Text for analysis »
<<<<

That's a good point. I just played in the established setting, though along the fringes where the main storyline never really had much direct effect.

The only other far future setting I can think of is the old Traveller, MegaTraveller, etc. (it had at least 4 incarnations before going GURPS). Some of the earlier rules were complex with spaceship design rules that were staggering. The GURPS version used the established setting with plenty of room for customization, thanks to the fall of the "Empire" and many worlds having been out of contact for centuries.

Creating your own universe is a big effort. I've only done it once in D&D and that was grown as the characters advanced in levels. That was troublesome enough. Its enough for me to tinker with existing worlds a little, well sometimes a lot as far as existing political entities, borders and such, but creating a whole world is a lot of bother, especially if someone else has done a fairly good job at one already.

...ran the "classic" Traveller (also d6 based) for a while. It was better with the Traveller's Aid game mag and various supplements. The original random determination for skills kind of put me off ("I have a 2 Dex and pilot 6?"), however, in later supplements they worked up a character build system that had more logic to it. One of the features I liked about the system is that Psi powers were almost unheard of except in Zhodani circles.

>>>>

Supplied data »
<<<<

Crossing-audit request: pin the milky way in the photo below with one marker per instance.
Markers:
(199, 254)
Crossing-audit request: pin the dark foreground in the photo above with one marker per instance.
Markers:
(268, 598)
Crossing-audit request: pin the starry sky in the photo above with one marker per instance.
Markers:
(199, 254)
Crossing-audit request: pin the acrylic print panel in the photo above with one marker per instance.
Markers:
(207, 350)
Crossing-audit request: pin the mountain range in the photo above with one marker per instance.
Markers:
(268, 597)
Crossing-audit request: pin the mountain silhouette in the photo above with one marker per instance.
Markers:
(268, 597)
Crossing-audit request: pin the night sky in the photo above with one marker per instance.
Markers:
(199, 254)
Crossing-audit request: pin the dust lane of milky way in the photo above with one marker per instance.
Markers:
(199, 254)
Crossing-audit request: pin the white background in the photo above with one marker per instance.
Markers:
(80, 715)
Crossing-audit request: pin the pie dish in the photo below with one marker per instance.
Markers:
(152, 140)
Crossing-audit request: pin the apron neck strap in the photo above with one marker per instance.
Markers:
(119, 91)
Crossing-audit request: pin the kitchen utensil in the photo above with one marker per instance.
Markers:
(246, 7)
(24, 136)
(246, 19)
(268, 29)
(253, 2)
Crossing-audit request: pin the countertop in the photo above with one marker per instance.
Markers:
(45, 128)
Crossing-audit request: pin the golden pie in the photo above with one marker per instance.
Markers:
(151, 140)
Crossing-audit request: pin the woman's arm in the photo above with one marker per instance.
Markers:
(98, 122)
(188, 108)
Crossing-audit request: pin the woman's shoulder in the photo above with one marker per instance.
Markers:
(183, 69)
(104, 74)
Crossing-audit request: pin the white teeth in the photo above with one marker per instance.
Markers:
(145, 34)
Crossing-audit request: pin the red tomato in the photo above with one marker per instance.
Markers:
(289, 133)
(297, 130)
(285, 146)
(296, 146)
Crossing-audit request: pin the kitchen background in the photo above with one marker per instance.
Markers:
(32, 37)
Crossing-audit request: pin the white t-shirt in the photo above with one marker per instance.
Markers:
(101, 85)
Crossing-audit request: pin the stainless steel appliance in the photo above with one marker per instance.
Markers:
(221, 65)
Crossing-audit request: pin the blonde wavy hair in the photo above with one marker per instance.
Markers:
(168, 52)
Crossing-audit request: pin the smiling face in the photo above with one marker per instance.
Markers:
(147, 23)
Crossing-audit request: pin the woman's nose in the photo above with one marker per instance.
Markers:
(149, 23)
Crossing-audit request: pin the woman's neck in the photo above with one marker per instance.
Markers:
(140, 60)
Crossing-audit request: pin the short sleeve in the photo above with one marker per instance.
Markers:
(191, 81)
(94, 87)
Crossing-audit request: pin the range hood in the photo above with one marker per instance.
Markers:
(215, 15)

>>>>

Your tasks »
• 1. According to the Traveller discussion, how many incarnations did Traveller have before going GURPS?
• 2. Carry on the Traveller discussion from its last sentence.
The items come from a separate source, unrelated to the Traveller discussion.

Responses in order »
• 1. At least 4.

• 2.
In 1980 Fantasy Games Unlimited released Space Opera which I immediately picked up (boxed set 2 books with quadrant map for a whopping $15.00US). Like most games they had a pretty set universe but it was "big" enough to allow for a more personalised campaign. The two strikes against it. Their FTL drive was clunky (Traveller jump drive was a lot more elegant), and you needed a slide rule (scientific calculators were still in the $70+ price range back then) to figure most of the calculations out (the Chargen for their medieval fantasy game Chivalry & Sorcery was even worse). Another thing, that I tried to move away from was the Anthropomorphic races they used (e.g. "normal" animals with sentience which stood on their hind legs) and more towards the Traveller model of Human/Humanoid variants. With all this I somehow managed to make it work, house-ruling some of the more complex mechanics to keep the game moving.

I had a very detailed area of space, named the Protectorate, that was set in the universe of SF story I was writing at the time. The Terran Union (SO's "Earth-centric" nation) was an "outsider" some two and a half weeks away by the fastest courier (The Protectorate was located in the "Sagittarius Arm" of the galaxy). Yes it was a lot of work especially writing up the various worlds the PCs might visit. I also introduced several new races into the mix (complete with cultural write-ups and even a dash of cosmological outlook in the case of one) as well as a more advanced from of FTL travel. The overall scope of the campaign was basically a political intrigue thriller set in the future.

The most unique component to this was a breed of pilot one race had who could effectively bond with a specially outfitted ship. Using a highly developed empathic talent (the character had to basically roll the equivalent of a Telurgic Adept status on their PSI attribute to become one) they could guide a ship more accurately and thus enhance it's performance potential. In a sense, they were prototype Riggers.

Outside literary influences included the works of CJ Cherryh, Anne McCaffrey, Andre Norton, and a dash of Bob Heinlein just to keep the action interesting.

While I tend to avoid discussion on Earthdawn tie-ins to Shadowrun (since I never really played ED) this campaign was actually tied to a fantasy world I ran several years beforehand in a game system that alas, had a very limited distribution. One thing, The players (some of whom were in the fantasy world) never quite knew if this took place after, or before the previous campaign (heheheh).

It took nearly two years to set up, and I ran the campaign for three and a half years meeting on a weekly basis.